_Your task_:
Recast every line of the entries below as a JSON array of strings, with one string per line and any blank lines omitted.

_Data extract_:
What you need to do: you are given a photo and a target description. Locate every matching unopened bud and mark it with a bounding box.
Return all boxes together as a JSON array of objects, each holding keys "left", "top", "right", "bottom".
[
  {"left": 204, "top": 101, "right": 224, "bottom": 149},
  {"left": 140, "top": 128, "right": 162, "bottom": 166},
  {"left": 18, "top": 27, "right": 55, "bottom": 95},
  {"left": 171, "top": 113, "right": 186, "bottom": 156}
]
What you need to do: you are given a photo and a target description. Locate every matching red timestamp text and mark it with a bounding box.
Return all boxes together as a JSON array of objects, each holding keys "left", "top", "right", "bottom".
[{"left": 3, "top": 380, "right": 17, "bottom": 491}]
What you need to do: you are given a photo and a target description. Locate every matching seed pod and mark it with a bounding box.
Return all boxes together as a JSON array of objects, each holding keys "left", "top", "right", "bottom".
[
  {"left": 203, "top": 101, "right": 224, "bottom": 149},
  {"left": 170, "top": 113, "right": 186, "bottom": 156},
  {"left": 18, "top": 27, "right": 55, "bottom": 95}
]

_Reply_:
[
  "What you need to do: you are given a photo and a target description. Locate every matching unopened bud and mark it with a bounding box.",
  "Return all boxes together as a JSON array of objects, each holding keys \"left\", \"top\", \"right\", \"bottom\".",
  "[",
  "  {\"left\": 204, \"top\": 101, \"right\": 224, \"bottom\": 149},",
  "  {\"left\": 140, \"top\": 128, \"right\": 162, \"bottom\": 166},",
  "  {\"left\": 18, \"top\": 27, \"right\": 55, \"bottom\": 95},",
  "  {\"left\": 171, \"top\": 113, \"right\": 186, \"bottom\": 156}",
  "]",
  "What you need to do: you are given a photo and a target description. Locate every matching red timestamp text and mark it with a bounding box.",
  "Return all boxes together as a JSON array of objects, each holding keys \"left\", \"top\", \"right\", \"bottom\".",
  "[{\"left\": 3, \"top\": 380, \"right\": 17, \"bottom\": 491}]",
  "What you need to do: you are given a photo and a target description. Locate every matching seed pod and mark it with a bounding box.",
  "Return all boxes together as a JSON array of objects, each holding keys \"left\", \"top\", \"right\", \"bottom\".",
  "[",
  "  {\"left\": 203, \"top\": 101, \"right\": 224, \"bottom\": 149},",
  "  {\"left\": 170, \"top\": 113, \"right\": 186, \"bottom\": 156},",
  "  {\"left\": 18, \"top\": 27, \"right\": 55, \"bottom\": 95}",
  "]"
]